BEGIN DATA TO USE

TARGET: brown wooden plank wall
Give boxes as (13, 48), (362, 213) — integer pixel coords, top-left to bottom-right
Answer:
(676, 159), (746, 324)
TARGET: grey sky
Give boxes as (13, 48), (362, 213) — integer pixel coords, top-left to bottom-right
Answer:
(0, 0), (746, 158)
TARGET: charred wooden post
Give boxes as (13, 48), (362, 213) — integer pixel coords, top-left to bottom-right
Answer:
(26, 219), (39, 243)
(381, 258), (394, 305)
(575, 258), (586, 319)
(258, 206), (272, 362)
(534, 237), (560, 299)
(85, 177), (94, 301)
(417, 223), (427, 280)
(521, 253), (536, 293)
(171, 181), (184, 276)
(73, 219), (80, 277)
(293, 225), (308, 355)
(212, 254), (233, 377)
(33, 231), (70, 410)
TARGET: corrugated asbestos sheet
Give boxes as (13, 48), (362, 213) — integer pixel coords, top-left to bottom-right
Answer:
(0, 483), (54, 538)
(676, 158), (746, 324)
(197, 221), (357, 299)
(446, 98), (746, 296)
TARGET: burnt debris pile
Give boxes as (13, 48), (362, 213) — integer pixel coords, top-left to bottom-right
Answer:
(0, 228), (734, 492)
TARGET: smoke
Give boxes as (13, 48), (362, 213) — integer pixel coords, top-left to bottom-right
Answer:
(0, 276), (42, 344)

END DATA TO USE

WHAT THIS TASK INVOLVES –
Rewrite all the rows above, changing every "wooden" to "timber" and leaving everything else as it is.

SOLUTION TO THIS TASK –
TARGET: brown timber plank wall
Give boxes as (13, 48), (362, 213) — integer pixel coords, top-left to bottom-right
Answer:
(676, 159), (746, 324)
TARGET: grey sky
Give boxes as (13, 48), (362, 213) — integer pixel coords, top-left to bottom-right
Answer:
(0, 0), (746, 158)
TARGET: charred timber post
Give boxes as (13, 48), (362, 213) — integer pixel coords, top-left to bottom-right
Answer:
(26, 219), (39, 243)
(381, 258), (394, 305)
(575, 258), (586, 319)
(258, 206), (272, 362)
(534, 237), (560, 299)
(85, 177), (94, 301)
(417, 223), (427, 280)
(521, 253), (536, 293)
(171, 181), (184, 276)
(73, 219), (80, 277)
(293, 225), (308, 355)
(212, 254), (233, 377)
(33, 231), (70, 410)
TARGET: corrugated asbestos sheet
Give boxes as (13, 48), (362, 213) — integer pixel coords, top-left to bottom-right
Answer:
(0, 483), (54, 538)
(676, 158), (746, 324)
(197, 221), (357, 299)
(446, 98), (746, 296)
TARGET: burnt debris pile
Give boxes as (13, 48), (362, 213) — integer pixel coords, top-left to bottom-right
Answer:
(0, 228), (734, 492)
TARGET: smoke
Give boxes as (13, 48), (362, 213) — integer pixel coords, top-left to bottom-right
Answer:
(0, 276), (42, 344)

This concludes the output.